>> start

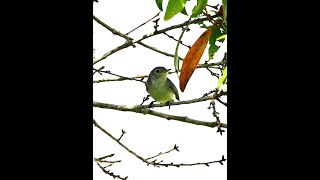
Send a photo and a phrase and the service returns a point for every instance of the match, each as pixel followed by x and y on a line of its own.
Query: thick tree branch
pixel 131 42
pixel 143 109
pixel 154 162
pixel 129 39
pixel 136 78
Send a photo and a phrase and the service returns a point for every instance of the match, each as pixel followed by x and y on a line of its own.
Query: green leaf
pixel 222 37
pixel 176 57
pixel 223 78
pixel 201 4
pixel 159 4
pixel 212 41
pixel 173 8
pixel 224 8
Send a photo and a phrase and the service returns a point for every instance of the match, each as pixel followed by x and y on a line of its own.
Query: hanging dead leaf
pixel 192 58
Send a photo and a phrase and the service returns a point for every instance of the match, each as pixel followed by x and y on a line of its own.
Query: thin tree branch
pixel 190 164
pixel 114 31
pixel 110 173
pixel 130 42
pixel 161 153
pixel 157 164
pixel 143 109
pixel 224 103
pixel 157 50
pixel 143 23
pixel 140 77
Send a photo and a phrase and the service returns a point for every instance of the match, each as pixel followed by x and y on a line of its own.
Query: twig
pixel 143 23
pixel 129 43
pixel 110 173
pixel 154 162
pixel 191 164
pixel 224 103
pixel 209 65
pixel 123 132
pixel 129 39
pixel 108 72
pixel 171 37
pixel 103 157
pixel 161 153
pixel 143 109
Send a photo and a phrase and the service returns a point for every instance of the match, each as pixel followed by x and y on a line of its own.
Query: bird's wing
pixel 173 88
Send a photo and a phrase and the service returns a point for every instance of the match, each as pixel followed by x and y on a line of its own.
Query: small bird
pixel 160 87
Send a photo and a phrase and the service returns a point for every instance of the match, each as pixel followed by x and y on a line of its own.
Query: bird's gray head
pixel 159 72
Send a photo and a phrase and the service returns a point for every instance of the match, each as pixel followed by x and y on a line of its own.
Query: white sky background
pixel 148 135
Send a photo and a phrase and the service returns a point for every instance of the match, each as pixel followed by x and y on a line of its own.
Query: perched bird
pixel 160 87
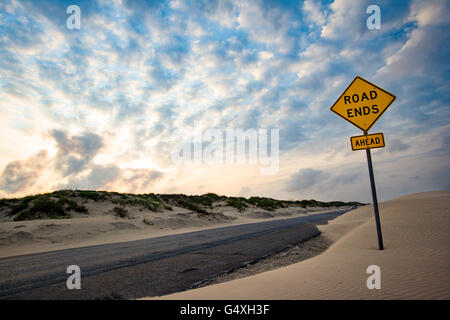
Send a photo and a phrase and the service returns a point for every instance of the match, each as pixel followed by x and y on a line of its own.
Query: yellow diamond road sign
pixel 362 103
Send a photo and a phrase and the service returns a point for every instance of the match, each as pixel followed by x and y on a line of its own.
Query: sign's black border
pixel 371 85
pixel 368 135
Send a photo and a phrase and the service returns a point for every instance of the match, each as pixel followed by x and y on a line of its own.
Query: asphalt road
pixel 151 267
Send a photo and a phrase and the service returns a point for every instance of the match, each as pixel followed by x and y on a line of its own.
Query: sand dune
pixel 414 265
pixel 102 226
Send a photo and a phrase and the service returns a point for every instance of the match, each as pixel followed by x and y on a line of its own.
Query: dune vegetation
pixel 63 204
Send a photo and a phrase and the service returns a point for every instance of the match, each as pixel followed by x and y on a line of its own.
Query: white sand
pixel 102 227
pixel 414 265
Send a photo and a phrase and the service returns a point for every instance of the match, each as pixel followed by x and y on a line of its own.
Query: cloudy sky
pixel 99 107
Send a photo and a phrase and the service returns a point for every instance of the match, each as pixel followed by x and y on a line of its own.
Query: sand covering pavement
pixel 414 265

>> end
>> start

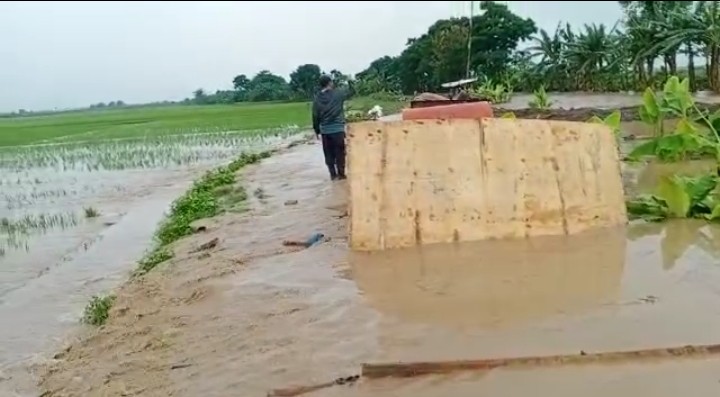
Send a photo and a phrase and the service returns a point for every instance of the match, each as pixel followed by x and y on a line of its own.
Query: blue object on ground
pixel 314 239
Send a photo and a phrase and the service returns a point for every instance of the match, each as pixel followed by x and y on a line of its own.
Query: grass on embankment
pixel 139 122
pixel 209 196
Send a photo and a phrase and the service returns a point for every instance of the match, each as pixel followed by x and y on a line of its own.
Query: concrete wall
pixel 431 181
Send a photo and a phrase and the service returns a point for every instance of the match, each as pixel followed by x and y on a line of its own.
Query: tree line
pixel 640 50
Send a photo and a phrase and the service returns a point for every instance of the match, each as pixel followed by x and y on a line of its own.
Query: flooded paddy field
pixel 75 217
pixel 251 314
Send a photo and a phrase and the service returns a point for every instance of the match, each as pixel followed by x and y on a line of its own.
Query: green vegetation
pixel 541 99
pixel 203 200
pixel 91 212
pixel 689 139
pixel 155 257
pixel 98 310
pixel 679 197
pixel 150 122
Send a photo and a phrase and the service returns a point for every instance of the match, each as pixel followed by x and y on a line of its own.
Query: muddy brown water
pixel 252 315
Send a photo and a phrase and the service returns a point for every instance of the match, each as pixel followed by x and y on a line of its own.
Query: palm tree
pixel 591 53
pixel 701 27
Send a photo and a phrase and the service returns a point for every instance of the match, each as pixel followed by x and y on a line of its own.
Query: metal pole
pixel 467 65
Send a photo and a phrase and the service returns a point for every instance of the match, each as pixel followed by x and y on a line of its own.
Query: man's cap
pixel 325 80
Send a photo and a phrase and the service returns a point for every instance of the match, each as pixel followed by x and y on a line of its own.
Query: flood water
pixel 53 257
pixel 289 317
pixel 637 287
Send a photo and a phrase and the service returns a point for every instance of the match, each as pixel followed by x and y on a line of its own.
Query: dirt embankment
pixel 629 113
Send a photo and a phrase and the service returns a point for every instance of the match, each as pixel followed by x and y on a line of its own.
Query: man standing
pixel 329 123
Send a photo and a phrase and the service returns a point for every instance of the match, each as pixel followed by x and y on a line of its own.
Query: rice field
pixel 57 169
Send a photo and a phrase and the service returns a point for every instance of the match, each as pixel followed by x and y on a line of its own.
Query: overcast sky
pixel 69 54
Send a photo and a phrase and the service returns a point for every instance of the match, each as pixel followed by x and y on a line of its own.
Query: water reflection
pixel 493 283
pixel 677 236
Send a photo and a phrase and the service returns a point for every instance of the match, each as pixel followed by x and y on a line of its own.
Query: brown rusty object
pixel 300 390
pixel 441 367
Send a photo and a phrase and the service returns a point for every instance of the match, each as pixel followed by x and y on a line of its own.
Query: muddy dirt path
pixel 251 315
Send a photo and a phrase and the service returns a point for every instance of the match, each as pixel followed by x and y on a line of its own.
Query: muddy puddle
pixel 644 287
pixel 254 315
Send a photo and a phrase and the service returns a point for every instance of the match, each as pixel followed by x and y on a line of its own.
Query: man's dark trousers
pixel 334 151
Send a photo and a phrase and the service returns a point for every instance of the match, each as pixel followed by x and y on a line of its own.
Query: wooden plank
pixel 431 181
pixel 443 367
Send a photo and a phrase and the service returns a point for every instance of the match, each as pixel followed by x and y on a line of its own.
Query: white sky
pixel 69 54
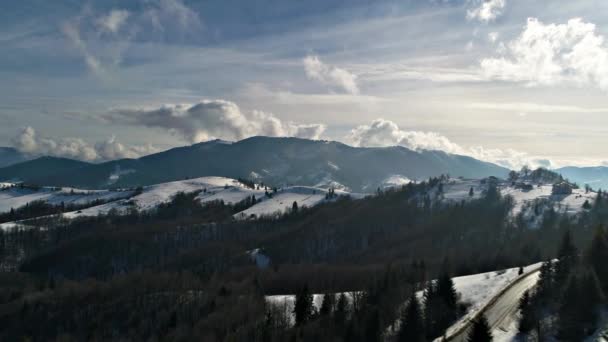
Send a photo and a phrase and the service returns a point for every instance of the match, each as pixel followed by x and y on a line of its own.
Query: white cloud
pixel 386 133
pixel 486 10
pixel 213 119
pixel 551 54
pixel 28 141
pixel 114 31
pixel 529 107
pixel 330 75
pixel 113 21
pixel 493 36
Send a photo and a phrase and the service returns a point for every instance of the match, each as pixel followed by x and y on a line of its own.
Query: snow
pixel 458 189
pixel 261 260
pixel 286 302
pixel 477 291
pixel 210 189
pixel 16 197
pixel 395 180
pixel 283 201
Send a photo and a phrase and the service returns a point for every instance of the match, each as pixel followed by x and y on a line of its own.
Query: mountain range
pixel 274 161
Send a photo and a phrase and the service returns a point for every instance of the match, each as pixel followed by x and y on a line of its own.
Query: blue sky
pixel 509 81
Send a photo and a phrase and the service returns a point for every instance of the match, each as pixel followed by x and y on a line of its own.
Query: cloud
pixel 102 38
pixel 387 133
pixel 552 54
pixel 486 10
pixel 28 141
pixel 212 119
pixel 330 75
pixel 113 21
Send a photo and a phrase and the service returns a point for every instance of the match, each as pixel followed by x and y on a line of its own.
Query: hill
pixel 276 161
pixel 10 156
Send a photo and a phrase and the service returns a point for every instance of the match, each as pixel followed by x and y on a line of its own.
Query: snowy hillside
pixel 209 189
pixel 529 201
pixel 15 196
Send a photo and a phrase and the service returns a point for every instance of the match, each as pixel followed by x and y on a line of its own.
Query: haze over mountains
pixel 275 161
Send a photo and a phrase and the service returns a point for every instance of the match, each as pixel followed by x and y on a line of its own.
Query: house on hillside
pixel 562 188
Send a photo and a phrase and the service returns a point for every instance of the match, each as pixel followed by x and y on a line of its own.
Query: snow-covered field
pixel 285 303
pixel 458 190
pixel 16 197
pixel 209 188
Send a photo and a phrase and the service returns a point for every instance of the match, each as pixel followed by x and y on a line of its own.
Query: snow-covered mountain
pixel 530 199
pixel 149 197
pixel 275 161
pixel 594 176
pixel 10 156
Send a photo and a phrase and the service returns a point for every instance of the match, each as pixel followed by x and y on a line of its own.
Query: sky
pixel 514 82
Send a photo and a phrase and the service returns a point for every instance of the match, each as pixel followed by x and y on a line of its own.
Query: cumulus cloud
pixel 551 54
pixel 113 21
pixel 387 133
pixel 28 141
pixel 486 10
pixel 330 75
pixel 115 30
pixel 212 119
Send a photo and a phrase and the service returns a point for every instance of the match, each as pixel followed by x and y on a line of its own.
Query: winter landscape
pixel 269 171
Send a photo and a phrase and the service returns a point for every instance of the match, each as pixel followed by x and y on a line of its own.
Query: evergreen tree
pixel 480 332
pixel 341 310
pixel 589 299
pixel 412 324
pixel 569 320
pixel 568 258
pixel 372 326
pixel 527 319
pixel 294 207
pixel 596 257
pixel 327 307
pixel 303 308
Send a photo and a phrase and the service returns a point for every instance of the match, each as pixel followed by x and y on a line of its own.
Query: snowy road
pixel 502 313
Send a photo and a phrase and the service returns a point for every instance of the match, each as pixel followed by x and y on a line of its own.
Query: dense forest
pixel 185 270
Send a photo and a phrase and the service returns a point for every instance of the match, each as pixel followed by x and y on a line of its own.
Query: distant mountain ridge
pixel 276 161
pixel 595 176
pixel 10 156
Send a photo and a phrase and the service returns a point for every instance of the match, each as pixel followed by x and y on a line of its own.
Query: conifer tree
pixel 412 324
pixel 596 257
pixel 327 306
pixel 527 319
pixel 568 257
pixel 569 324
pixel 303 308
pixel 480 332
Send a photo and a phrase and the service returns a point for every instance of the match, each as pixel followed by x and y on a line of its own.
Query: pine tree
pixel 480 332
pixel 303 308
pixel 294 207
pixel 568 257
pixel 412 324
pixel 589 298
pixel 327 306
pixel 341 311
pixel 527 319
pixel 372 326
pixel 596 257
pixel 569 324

>> end

(EXERCISE OBJECTIVE) How many lines in the listing above contain the word "white"? Give only the number.

(THE ANSWER) 4